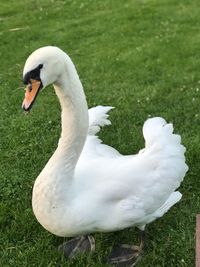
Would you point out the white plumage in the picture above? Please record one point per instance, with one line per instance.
(88, 186)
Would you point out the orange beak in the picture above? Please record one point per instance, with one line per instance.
(31, 91)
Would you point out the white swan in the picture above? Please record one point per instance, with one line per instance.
(87, 186)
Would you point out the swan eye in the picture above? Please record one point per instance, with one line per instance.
(30, 87)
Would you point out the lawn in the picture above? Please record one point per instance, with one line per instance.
(140, 56)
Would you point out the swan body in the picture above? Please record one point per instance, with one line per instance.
(87, 186)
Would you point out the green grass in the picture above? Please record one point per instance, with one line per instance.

What the exercise asks:
Hand back all the entries exactly, leaving out the pictures.

Answer box:
Would you point out the white plumage in the picture above? Please record one point per instance, with one line per instance.
(88, 186)
Would you point out the orange beak in the picture above? Please record one point per instance, with one line per instance.
(31, 91)
Would you point out the white swan in the picture above? Please record one point per instance, with one line per instance.
(87, 186)
Would you point out the swan eye in the picture above? Please record one point per instance, with one line per instance.
(30, 87)
Would you point out the lawn in the picture above? Please record one point per instance, with one line per instance.
(140, 56)
Would you point out the swan body in the picture above? Please record one point per instance, with one line per instance.
(87, 186)
Would you point out the green grass in the picture above? Please record one point per instance, with one line per instance.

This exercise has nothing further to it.